Given instruction: Below are some items; reproduce the lines starting at the one containing "like x=310 y=9." and ending at the one containing "x=190 y=431", including both.

○ ○ ○

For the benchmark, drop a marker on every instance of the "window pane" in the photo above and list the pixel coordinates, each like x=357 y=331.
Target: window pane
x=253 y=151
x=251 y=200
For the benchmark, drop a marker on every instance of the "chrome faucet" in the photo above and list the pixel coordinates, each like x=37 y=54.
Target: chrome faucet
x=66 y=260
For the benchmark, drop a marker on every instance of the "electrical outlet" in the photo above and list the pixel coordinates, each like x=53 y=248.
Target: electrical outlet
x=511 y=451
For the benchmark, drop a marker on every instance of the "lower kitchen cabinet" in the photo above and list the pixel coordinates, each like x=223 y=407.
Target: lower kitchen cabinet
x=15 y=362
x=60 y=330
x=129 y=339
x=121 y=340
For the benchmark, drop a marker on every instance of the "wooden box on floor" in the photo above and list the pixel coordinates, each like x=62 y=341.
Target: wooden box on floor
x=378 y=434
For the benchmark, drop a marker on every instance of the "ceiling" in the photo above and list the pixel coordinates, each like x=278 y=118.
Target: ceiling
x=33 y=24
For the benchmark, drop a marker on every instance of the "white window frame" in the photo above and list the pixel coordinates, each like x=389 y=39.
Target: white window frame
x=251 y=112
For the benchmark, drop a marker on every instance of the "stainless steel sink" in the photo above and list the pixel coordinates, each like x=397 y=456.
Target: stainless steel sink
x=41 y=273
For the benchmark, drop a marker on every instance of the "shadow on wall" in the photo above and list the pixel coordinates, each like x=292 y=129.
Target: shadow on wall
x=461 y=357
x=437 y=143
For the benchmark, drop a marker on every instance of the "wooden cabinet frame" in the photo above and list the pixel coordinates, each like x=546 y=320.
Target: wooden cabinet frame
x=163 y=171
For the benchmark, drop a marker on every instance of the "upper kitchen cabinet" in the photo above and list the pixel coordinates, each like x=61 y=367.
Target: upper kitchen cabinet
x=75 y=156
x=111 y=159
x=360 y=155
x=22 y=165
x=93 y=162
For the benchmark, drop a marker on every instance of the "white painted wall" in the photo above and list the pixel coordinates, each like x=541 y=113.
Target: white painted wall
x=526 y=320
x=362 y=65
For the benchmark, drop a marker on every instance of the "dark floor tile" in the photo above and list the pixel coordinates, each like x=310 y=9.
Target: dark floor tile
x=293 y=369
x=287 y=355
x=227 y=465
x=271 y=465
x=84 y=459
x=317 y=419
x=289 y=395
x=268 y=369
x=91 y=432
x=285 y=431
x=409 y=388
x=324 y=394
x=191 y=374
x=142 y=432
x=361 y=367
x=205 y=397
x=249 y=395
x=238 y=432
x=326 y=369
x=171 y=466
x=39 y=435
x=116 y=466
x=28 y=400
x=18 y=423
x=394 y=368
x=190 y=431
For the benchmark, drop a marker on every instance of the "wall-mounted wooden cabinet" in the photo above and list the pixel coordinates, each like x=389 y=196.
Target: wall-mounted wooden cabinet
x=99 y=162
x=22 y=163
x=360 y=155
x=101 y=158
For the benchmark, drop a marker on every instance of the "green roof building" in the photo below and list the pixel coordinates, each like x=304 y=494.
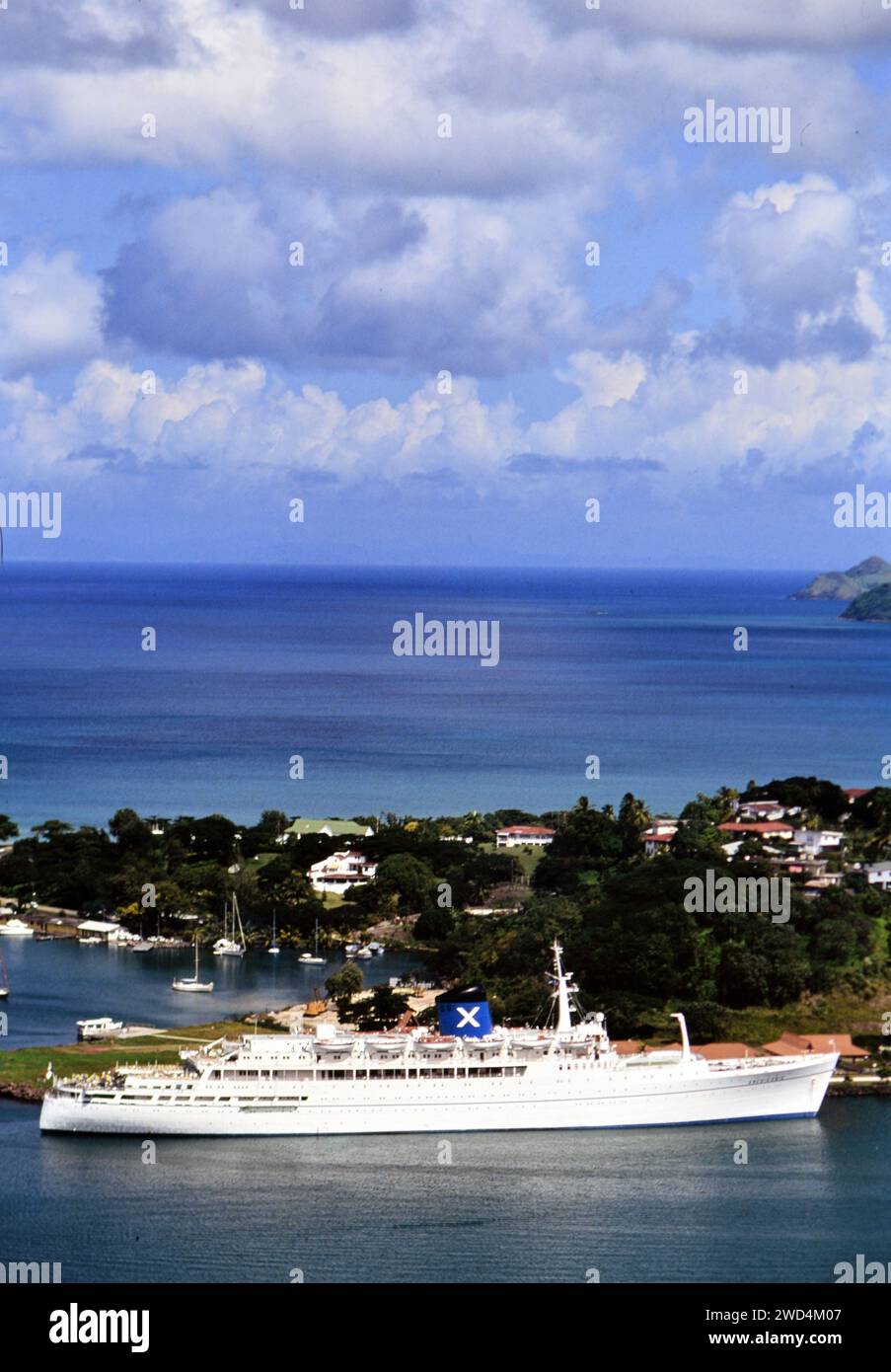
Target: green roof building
x=330 y=827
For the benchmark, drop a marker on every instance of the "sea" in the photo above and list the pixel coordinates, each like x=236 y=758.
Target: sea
x=254 y=667
x=578 y=1206
x=278 y=688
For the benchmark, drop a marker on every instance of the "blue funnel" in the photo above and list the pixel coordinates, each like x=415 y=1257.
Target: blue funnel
x=464 y=1013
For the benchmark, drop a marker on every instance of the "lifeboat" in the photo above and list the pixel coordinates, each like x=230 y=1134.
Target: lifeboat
x=435 y=1047
x=391 y=1045
x=483 y=1047
x=532 y=1041
x=334 y=1047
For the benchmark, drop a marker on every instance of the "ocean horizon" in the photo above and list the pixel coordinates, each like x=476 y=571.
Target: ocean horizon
x=257 y=664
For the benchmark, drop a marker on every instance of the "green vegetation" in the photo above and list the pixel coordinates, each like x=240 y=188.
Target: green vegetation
x=873 y=605
x=870 y=572
x=28 y=1066
x=634 y=949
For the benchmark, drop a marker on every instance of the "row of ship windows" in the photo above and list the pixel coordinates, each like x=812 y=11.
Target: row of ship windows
x=373 y=1073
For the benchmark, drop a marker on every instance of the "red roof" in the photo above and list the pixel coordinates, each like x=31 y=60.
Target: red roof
x=794 y=1044
x=763 y=826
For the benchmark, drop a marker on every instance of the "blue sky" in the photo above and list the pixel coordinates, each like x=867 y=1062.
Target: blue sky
x=428 y=256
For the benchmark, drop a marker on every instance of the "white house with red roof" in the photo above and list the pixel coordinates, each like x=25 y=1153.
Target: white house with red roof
x=340 y=872
x=517 y=836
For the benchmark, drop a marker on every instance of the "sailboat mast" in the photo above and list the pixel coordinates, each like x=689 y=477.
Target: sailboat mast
x=563 y=1014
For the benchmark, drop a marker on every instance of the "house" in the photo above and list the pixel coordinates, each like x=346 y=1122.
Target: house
x=765 y=829
x=340 y=872
x=761 y=809
x=657 y=843
x=794 y=1045
x=813 y=840
x=711 y=1051
x=517 y=836
x=327 y=827
x=879 y=875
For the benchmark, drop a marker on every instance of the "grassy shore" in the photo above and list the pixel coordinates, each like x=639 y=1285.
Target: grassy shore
x=24 y=1070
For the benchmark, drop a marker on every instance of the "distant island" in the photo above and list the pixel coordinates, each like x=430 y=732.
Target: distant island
x=869 y=575
x=873 y=605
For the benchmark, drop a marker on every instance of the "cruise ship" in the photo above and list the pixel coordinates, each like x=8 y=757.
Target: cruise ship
x=465 y=1076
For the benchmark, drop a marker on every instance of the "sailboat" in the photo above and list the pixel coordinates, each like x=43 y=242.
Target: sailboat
x=231 y=947
x=313 y=959
x=192 y=982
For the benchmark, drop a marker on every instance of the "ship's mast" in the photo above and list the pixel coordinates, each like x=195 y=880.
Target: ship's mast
x=563 y=1013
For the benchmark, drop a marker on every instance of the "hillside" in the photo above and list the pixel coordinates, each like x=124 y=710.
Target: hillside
x=870 y=605
x=870 y=572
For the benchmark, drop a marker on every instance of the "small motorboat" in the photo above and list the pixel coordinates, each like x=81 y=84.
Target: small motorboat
x=17 y=929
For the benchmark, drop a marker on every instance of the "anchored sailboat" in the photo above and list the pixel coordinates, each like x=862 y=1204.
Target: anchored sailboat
x=226 y=947
x=192 y=982
x=310 y=959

○ ○ ○

The reply:
For the benchmark, drop a marker on every instance of the "dark floor tile" in the photo above and list the pixel coordinates, each like x=310 y=9.
Target: dark floor tile
x=293 y=369
x=287 y=355
x=227 y=465
x=271 y=465
x=84 y=459
x=317 y=419
x=289 y=395
x=268 y=369
x=91 y=432
x=285 y=431
x=409 y=388
x=324 y=394
x=191 y=374
x=142 y=432
x=361 y=367
x=205 y=397
x=249 y=395
x=238 y=432
x=326 y=369
x=171 y=466
x=39 y=435
x=116 y=466
x=28 y=400
x=18 y=423
x=394 y=368
x=190 y=431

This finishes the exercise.